• Data rows:
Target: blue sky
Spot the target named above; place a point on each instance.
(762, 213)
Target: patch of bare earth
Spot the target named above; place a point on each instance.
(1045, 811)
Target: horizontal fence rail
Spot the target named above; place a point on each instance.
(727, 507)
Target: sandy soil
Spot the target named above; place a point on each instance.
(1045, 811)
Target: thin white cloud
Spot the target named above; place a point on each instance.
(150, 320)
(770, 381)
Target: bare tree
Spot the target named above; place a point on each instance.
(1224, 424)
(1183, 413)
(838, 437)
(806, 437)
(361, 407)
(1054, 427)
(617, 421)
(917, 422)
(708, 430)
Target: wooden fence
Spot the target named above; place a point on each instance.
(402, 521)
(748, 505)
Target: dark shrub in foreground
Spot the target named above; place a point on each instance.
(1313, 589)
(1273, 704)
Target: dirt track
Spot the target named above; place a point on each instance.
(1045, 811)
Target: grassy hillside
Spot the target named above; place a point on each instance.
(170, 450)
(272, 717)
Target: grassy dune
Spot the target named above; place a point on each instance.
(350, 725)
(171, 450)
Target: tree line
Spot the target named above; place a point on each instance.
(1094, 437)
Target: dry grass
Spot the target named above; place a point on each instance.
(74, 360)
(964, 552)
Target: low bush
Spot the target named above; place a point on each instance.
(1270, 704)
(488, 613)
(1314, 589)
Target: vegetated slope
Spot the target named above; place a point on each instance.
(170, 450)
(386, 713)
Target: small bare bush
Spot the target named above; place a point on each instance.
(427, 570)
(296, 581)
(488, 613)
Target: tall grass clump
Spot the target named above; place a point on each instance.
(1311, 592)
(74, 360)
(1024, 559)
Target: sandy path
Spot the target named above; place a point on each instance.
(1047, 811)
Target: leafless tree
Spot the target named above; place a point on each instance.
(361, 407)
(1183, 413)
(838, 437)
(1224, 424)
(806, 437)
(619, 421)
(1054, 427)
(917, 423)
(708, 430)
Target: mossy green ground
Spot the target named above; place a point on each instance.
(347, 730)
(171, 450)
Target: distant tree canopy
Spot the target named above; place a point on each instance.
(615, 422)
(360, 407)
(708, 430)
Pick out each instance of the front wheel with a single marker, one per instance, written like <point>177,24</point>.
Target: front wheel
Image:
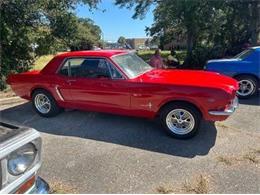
<point>44,104</point>
<point>180,120</point>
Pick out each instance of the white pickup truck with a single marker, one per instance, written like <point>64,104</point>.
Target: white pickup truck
<point>20,159</point>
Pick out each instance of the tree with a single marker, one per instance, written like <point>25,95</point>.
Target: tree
<point>47,24</point>
<point>121,40</point>
<point>211,28</point>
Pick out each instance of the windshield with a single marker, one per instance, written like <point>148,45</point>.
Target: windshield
<point>244,54</point>
<point>131,64</point>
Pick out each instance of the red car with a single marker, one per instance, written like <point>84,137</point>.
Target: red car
<point>120,82</point>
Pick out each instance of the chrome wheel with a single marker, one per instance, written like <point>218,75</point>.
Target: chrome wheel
<point>180,121</point>
<point>246,87</point>
<point>42,103</point>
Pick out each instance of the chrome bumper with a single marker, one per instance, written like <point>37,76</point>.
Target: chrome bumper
<point>40,187</point>
<point>228,111</point>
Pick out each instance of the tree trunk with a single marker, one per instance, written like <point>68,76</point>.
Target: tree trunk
<point>255,21</point>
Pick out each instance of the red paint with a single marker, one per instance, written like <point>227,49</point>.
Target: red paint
<point>206,90</point>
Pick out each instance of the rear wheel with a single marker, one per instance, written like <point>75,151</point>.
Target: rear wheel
<point>180,120</point>
<point>247,86</point>
<point>44,104</point>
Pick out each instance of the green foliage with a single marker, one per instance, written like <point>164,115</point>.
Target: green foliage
<point>211,29</point>
<point>31,28</point>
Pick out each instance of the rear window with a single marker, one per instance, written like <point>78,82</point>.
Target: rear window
<point>244,54</point>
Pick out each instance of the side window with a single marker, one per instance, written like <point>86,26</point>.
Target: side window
<point>90,68</point>
<point>71,66</point>
<point>114,72</point>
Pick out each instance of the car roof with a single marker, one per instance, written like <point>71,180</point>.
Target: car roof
<point>99,53</point>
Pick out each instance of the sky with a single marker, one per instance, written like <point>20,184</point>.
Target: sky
<point>115,22</point>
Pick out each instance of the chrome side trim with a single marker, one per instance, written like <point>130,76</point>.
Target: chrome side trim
<point>221,113</point>
<point>230,110</point>
<point>58,92</point>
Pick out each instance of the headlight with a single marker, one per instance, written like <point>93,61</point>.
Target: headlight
<point>20,160</point>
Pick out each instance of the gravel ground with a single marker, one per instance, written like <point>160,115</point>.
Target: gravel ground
<point>86,152</point>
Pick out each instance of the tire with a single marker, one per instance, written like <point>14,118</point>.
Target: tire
<point>177,130</point>
<point>249,82</point>
<point>49,109</point>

• Prompt:
Every record above should come back exactly, but without its pictures.

• The result:
Target: blue sky
Spot the target named above; place a point on each instance.
(762, 213)
Target: patch of bare earth
Spot the target named above; place a point on each instance.
(1045, 811)
Target: horizontal fence rail
Spot the target named above; place a point on each instance.
(727, 507)
Target: sandy soil
Spot the target named above; place a point on each instance.
(1045, 811)
Target: thin white cloud
Spot the target named above; place a point on each instance.
(150, 320)
(770, 381)
Target: bare tree
Spot the target named above; place a point on each instance.
(1224, 424)
(1183, 413)
(838, 437)
(806, 437)
(361, 407)
(1054, 427)
(617, 421)
(917, 422)
(708, 430)
Target: wooden fence
Spot the target named above; place a point on each instance.
(402, 521)
(748, 505)
Target: dark shrub in foreground
Spot the target named above; place a point on each instance.
(1313, 589)
(1273, 704)
Target: dirt track
Spot the target named above; place a point on each instance.
(1045, 811)
Target: grassy hillside
Spot the target named above; place a point on each instance.
(170, 450)
(272, 717)
Target: grassy dune
Spot the target named above; place a point on each instance.
(350, 725)
(171, 450)
Target: tree line
Spot the target named above; place a point on each instance.
(1094, 437)
Target: dry grass
Spot the target named above; place a point on each instance.
(74, 360)
(964, 552)
Target: low bush
Spot the target named above; place a point on each instance.
(1270, 704)
(488, 613)
(1314, 589)
Target: vegetated slope
Spot the target named above; place a point on each instance.
(170, 450)
(386, 713)
Target: small bare bush
Spot the target named above; place a point on each instance.
(427, 570)
(296, 581)
(488, 613)
Target: tall grass clump
Spot the target named above; place a point on each instance.
(1311, 592)
(74, 360)
(1024, 559)
Target: sandy path
Spot the target named above; place a point on each instance.
(1047, 811)
Target: leafless tree
Spot the target named above; place a point on each instance.
(361, 407)
(1183, 413)
(838, 437)
(1224, 424)
(806, 437)
(619, 421)
(1054, 427)
(917, 423)
(708, 430)
Target: mossy green ground
Spot the target named above; place a point on each instance.
(347, 730)
(171, 450)
Target: distant tree canopy
Spot the target named above; place a point on each instance.
(615, 422)
(360, 407)
(708, 430)
Pick out each instance of the front wheel with a single marker, one per instance, written like <point>177,24</point>.
Target: front wheel
Image:
<point>44,104</point>
<point>180,120</point>
Pick out each instance of the white pickup truck with a single marker, one per instance, written like <point>64,104</point>.
Target: white pickup truck
<point>20,159</point>
Pick out each instance of the tree with a single marker, one per instance, written like <point>25,95</point>.
Target: tree
<point>47,24</point>
<point>121,40</point>
<point>211,28</point>
Pick out each instance of the windshield with a single marker, one per instance, written like <point>148,45</point>.
Target: windshield
<point>244,54</point>
<point>131,64</point>
Pick out each instance of the red car with a single marker, one per instance, written like <point>84,137</point>.
Target: red car
<point>120,82</point>
Pick out each instance of the chrome wheel with a single marker, one per instance, written like <point>218,75</point>.
Target: chrome wheel
<point>180,121</point>
<point>246,87</point>
<point>42,103</point>
Pick out each instance of the chrome bumper with a single marker, one per instance, written like <point>37,76</point>.
Target: chrome bumper
<point>40,187</point>
<point>228,111</point>
Pick out each instance of the tree trunk with a single marker, one per instance, written like <point>68,76</point>.
Target: tree trunk
<point>255,21</point>
Pick out each instance of the red paint with a single marker, one per instance, written like <point>227,49</point>.
Target: red paint
<point>206,90</point>
Pick out each instance of the rear wheel with a single marker, one per instance, written like <point>75,151</point>.
Target: rear wheel
<point>180,120</point>
<point>247,86</point>
<point>44,104</point>
Pick out each instance of the green foliage with a single marker, one per instance, written like <point>164,115</point>.
Target: green foliage
<point>211,29</point>
<point>31,28</point>
Pick out each instance of the rear window with a single marker, one per instance, written like <point>78,82</point>.
Target: rear window
<point>244,54</point>
Pick out each instance of the side window with a single marker, one per instance, written like <point>86,26</point>.
Target: side window
<point>90,68</point>
<point>71,66</point>
<point>114,72</point>
Pick out each instance of the car roof with a single marker, one per instance, written like <point>71,180</point>.
Target: car roof
<point>99,53</point>
Pick out each instance of the sky with a single marker, one per instance, written like <point>20,184</point>.
Target: sky
<point>115,22</point>
Pick out each instance of the chrome side trim with a single marker, one per instance, written like <point>130,76</point>.
Target: chrome side trim
<point>221,113</point>
<point>230,110</point>
<point>58,92</point>
Pick out each instance of the headlight with a single marker, one per instance, written like <point>93,61</point>.
Target: headlight
<point>20,160</point>
Pick out each instance of the gravel ground with a single marker, one per instance, written like <point>160,115</point>.
Target: gravel ground
<point>86,152</point>
Pick out each instance of the tire with a single marker, one per instance, written like <point>14,118</point>.
Target: tire
<point>177,130</point>
<point>249,82</point>
<point>49,109</point>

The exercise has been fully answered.